### What you will do:
Swap "Segments" for "Shapes" everywhere in the entries below and reproduce their lines with nothing else altered. Leave the pictures out of your answer.
-- START OF The records --
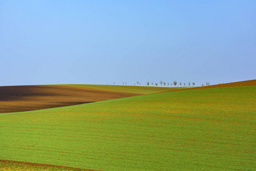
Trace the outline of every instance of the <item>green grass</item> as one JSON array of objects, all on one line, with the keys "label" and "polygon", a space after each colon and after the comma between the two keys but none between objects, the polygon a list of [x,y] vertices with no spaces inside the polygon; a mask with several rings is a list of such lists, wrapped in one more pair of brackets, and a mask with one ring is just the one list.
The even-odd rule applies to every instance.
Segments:
[{"label": "green grass", "polygon": [[24,164],[15,164],[11,162],[1,162],[0,161],[0,170],[26,170],[26,171],[82,171],[80,169],[67,168],[53,166],[39,166],[25,165]]},{"label": "green grass", "polygon": [[172,90],[186,88],[184,87],[167,87],[151,86],[131,86],[114,85],[88,85],[88,84],[59,84],[55,85],[72,86],[99,89],[107,91],[133,93],[139,94],[151,94],[153,93],[170,91]]},{"label": "green grass", "polygon": [[0,159],[104,170],[256,169],[256,87],[0,114]]}]

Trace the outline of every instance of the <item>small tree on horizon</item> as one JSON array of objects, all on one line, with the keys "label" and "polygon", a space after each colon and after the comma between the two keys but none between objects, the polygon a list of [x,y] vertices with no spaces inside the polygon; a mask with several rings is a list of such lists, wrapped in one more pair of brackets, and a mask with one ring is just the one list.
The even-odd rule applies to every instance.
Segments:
-- END OF The records --
### Output for this exercise:
Trace the outline of every instance of the <item>green grass</item> as one JSON array of objects, all on one line, with the keys "label" and "polygon", a space after each colon and after the comma between the two keys but none between objects, the polygon a list of [x,y] vertices with no spaces inside the polygon; a mask with several rings is a list of such lists, wrapped in one more pair of brackets, and a mask with one ring is just the one list.
The even-odd rule applies to every instance.
Shapes:
[{"label": "green grass", "polygon": [[24,164],[15,164],[11,162],[1,162],[0,161],[0,170],[26,170],[26,171],[82,171],[80,169],[67,168],[53,166],[39,166],[25,165]]},{"label": "green grass", "polygon": [[172,90],[186,88],[184,87],[167,87],[151,86],[131,86],[114,85],[88,85],[88,84],[59,84],[55,85],[72,86],[99,89],[107,91],[133,93],[139,94],[151,94],[153,93],[170,91]]},{"label": "green grass", "polygon": [[0,159],[104,170],[256,169],[256,87],[0,114]]}]

Trace the outline of every instance of the <item>small tree on horizon</item> as one JSON array of objects, all on one line, with the keys "label" and "polygon", a space after each colon and after the comma between the two keys but none between objects, the polygon a list of [x,y] vertices with no spaces inside the polygon; a mask with several rings is a list of such lists, wrapped in one more pair of brackets, and a mask with one ring is just the one list.
The even-odd rule applies to every instance.
Shapes:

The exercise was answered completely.